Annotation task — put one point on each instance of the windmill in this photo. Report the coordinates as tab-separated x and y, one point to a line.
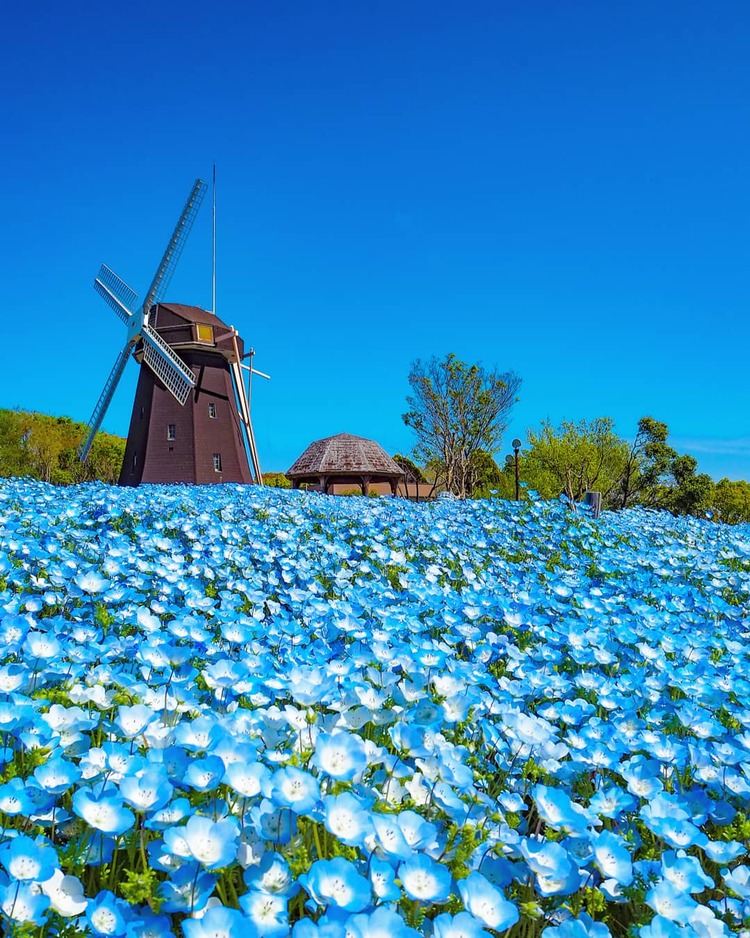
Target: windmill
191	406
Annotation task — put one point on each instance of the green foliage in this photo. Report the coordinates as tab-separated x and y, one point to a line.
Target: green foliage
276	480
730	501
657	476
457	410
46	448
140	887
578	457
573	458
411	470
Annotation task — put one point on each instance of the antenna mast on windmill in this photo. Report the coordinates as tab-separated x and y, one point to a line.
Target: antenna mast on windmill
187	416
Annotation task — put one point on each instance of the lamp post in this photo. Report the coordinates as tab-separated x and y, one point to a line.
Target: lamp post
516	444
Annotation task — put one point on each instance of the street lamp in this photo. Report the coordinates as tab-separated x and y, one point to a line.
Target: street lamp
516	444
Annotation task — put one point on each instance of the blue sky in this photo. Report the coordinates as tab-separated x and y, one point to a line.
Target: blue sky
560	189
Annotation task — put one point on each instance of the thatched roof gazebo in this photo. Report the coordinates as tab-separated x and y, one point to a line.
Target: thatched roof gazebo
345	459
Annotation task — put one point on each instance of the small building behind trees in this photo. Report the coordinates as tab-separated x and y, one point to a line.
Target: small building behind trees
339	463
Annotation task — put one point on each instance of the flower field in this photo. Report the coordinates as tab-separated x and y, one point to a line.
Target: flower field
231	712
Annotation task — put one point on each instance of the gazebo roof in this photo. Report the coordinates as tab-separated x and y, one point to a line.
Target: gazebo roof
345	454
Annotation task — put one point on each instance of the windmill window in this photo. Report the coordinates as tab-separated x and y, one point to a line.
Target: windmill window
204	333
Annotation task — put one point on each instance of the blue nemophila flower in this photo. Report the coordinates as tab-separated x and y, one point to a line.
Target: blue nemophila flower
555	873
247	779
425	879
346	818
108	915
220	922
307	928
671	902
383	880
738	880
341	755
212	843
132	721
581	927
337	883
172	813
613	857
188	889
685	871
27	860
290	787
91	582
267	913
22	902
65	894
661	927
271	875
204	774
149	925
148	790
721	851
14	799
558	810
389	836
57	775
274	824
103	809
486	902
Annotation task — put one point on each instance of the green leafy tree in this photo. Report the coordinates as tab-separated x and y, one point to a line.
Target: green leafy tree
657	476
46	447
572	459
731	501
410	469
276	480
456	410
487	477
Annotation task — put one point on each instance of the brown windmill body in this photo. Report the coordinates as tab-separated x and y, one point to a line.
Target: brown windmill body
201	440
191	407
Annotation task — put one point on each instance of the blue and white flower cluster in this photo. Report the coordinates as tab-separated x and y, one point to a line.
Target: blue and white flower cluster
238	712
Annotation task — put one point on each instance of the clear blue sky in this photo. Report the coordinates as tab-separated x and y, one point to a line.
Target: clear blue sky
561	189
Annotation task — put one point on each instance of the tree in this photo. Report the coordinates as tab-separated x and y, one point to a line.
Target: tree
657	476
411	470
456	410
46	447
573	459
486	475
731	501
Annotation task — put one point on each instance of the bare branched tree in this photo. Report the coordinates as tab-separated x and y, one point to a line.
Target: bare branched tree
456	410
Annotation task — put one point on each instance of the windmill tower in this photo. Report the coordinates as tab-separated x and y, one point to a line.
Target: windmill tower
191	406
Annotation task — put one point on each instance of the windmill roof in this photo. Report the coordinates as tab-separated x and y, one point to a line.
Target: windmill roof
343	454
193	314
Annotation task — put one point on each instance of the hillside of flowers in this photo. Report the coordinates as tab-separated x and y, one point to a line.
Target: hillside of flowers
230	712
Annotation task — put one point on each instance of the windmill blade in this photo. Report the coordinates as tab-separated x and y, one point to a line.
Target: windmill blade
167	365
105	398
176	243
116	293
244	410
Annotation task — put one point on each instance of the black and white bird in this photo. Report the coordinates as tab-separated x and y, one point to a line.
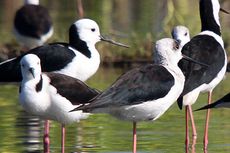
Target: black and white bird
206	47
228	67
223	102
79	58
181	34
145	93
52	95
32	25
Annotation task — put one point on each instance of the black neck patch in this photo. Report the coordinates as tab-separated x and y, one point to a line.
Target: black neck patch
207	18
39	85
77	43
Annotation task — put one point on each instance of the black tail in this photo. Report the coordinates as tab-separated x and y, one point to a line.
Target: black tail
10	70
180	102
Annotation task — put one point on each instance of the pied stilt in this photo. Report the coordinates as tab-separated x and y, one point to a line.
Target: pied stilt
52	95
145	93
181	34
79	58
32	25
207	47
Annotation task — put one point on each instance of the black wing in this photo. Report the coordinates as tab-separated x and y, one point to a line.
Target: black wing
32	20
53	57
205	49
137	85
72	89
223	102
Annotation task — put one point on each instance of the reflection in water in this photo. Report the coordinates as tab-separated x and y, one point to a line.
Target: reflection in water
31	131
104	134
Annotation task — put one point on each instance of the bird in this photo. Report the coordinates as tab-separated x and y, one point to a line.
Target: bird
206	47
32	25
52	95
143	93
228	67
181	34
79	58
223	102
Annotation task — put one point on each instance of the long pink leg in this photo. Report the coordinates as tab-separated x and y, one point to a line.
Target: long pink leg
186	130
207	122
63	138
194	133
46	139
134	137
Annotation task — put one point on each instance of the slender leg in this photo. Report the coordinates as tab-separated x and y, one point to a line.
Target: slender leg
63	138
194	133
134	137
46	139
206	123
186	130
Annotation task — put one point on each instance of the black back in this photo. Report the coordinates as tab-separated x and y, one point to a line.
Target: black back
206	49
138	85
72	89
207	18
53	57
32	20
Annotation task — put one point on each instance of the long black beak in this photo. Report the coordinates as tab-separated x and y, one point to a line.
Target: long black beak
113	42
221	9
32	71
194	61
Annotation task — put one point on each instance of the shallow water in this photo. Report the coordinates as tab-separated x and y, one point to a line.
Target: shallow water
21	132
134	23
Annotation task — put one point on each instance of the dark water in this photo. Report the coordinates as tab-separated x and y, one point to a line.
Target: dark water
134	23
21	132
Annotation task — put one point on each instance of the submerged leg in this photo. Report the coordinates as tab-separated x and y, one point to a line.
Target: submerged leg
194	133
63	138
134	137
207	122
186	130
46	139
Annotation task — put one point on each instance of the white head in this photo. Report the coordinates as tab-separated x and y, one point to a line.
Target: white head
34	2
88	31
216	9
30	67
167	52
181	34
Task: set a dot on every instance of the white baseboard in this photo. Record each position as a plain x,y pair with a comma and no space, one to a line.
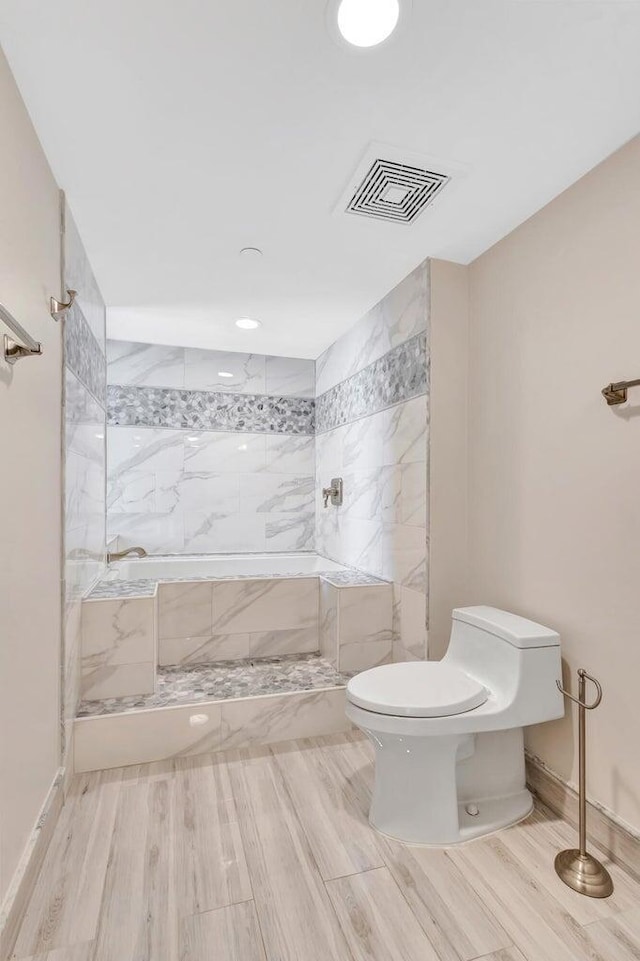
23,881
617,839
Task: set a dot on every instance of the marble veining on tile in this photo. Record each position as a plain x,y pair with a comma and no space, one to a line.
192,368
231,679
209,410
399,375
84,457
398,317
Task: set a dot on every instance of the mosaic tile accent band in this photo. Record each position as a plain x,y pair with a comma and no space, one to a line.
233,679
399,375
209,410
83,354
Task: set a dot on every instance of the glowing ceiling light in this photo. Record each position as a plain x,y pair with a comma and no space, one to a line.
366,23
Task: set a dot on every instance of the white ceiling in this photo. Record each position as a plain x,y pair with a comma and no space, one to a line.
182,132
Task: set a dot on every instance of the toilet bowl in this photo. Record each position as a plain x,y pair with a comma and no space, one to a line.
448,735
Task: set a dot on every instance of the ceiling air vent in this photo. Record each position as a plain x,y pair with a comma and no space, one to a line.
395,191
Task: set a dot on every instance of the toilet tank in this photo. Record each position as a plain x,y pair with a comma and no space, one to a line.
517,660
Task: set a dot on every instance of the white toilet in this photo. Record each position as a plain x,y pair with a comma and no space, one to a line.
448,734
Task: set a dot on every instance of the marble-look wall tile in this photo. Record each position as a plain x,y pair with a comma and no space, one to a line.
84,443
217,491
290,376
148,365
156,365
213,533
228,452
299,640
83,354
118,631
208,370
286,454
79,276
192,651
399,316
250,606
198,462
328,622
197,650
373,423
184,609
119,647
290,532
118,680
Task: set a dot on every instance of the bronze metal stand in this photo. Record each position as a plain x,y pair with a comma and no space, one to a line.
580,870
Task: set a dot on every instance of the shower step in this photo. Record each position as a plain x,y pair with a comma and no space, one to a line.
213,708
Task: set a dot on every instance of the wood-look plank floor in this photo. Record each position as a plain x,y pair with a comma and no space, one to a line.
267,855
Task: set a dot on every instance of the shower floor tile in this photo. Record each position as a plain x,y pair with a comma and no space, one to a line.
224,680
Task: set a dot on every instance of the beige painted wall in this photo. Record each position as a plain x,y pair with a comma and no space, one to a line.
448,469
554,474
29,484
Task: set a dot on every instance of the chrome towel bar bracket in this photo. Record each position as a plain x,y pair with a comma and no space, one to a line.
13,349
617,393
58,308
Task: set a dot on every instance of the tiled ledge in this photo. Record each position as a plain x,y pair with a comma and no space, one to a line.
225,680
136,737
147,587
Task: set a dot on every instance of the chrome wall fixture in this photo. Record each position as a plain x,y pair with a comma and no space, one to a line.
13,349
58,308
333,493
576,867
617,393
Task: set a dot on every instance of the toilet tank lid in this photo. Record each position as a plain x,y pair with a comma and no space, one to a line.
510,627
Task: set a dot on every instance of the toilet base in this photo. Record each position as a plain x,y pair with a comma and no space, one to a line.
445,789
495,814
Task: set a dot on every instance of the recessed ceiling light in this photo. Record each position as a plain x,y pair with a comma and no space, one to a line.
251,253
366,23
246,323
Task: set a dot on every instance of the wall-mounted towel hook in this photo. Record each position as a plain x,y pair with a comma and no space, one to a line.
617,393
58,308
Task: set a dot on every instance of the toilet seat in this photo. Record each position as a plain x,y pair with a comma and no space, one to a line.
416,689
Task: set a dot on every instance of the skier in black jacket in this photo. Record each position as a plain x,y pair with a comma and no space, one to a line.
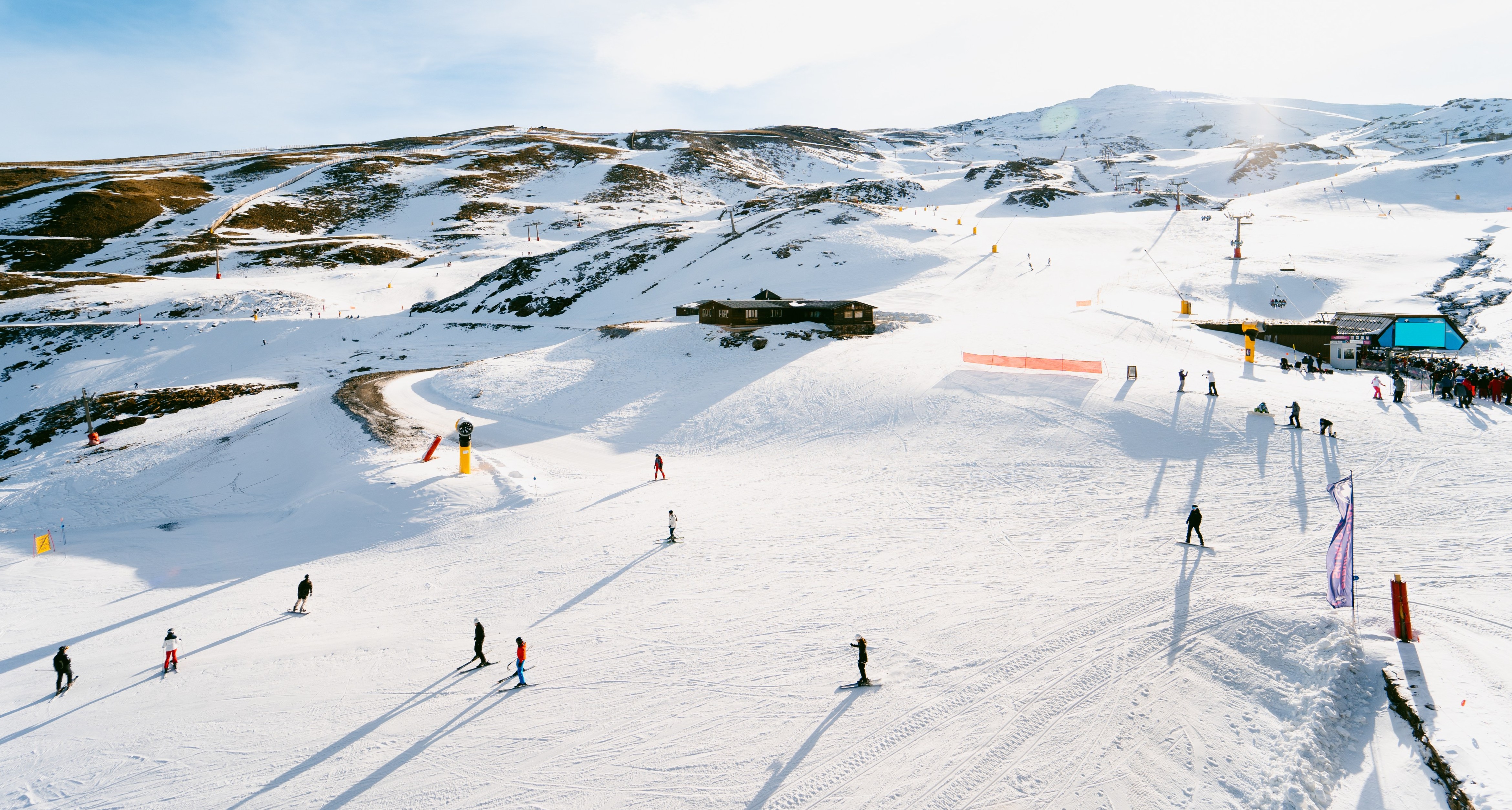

===============

■ Work instructions
The lines wanted are those from the start of the material above through the line with "the green foliage", both included; print them exactly and skip any picture.

■ Written solution
Annotation task — put one point on each instance of the windmill in this photo. Report the coordinates as tab-separated x and y, one point to a line.
Target: windmill
191	406
Annotation task — put one point on each instance of the green foliage in this photo. Report the coordinates as tab-separated x and y, one point to a line.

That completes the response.